Task requirements :: Find every line in the entries below that contains the string "woman", and copy each of those lines. Case counts.

Excerpted data ::
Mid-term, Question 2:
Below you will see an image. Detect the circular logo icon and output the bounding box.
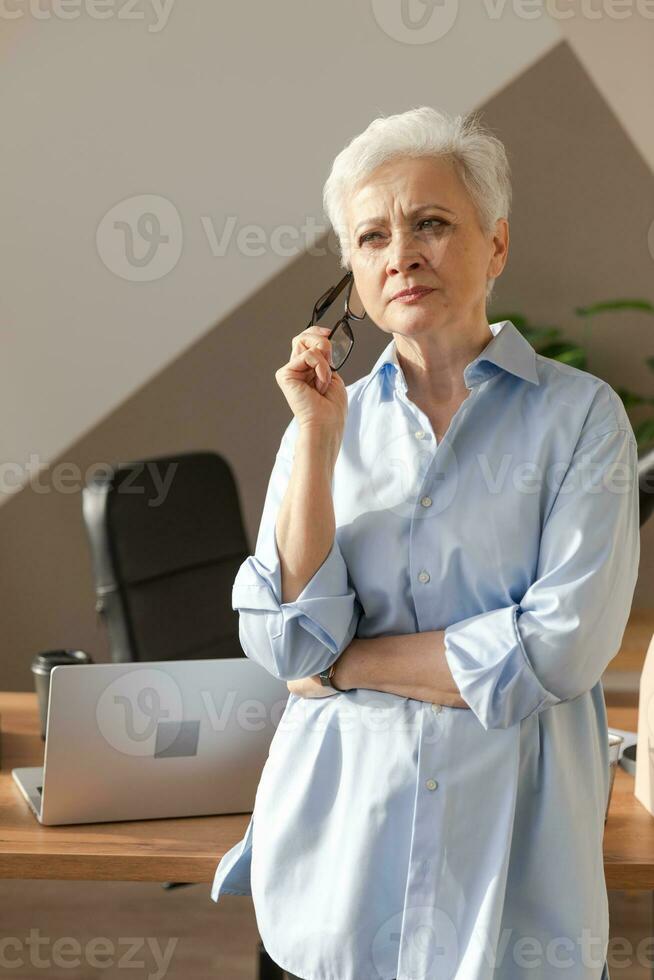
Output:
[372,0,459,44]
[372,904,459,980]
[369,433,458,520]
[95,668,183,756]
[95,194,183,282]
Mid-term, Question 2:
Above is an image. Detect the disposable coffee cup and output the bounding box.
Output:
[604,732,624,823]
[31,650,93,740]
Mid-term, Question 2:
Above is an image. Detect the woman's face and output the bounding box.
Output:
[346,157,509,336]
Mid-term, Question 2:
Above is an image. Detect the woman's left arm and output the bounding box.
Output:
[288,630,469,708]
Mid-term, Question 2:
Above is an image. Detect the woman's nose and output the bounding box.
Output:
[386,255,423,275]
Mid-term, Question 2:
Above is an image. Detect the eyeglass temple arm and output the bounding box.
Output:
[309,272,352,326]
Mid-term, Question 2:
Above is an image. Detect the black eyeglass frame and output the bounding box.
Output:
[307,272,366,371]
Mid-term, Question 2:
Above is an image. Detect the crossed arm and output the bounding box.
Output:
[287,630,469,708]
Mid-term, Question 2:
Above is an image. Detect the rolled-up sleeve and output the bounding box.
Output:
[232,419,362,680]
[444,427,640,729]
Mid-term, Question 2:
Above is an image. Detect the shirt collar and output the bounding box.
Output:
[361,320,540,391]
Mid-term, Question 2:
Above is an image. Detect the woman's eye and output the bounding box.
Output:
[359,218,447,245]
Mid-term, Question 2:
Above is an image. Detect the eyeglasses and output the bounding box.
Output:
[307,272,366,371]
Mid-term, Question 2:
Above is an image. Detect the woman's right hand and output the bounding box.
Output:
[275,326,348,435]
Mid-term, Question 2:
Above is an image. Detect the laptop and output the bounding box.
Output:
[12,657,289,825]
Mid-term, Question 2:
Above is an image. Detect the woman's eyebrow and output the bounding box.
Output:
[354,204,454,235]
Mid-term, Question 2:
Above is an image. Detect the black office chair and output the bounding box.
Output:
[638,449,654,527]
[82,452,284,980]
[82,452,249,662]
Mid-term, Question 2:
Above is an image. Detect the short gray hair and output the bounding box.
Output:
[323,106,511,301]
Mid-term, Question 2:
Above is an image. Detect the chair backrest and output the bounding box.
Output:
[638,448,654,527]
[82,452,249,661]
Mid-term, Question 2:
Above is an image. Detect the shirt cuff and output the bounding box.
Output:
[444,603,560,730]
[232,536,362,655]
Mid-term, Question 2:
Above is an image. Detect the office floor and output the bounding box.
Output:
[0,881,651,980]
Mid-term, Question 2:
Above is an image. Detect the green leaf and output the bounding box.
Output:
[575,299,654,316]
[615,388,654,408]
[538,340,586,371]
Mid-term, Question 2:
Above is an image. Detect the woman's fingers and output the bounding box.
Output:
[288,347,332,392]
[291,327,332,359]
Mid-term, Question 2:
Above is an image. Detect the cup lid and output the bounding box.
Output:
[32,650,92,674]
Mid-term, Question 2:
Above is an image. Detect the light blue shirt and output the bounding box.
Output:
[211,321,640,980]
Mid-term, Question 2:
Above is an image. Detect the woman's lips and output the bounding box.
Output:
[394,289,434,303]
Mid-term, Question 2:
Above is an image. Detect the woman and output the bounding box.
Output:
[212,107,640,980]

Answer to this exercise ::
Above is an image. Detect the woman's face and output the bounding box.
Above is an image. Detect the woman's left arm and output the bounding box.
Above is an image. Detect the woman's nose and output the bounding box.
Above is an image. Detect the woman's eye and output the bounding box.
Above is an image. Detect the woman's right hand and output the bounding box.
Above is an image. Detect the woman's eyebrow and output the bounding box.
Above is an image. Detect the woman's fingers and output the bounding box.
Above is an image. Detect the woman's lips and output the bounding box.
Above is an image. Detect the woman and output the bounding box.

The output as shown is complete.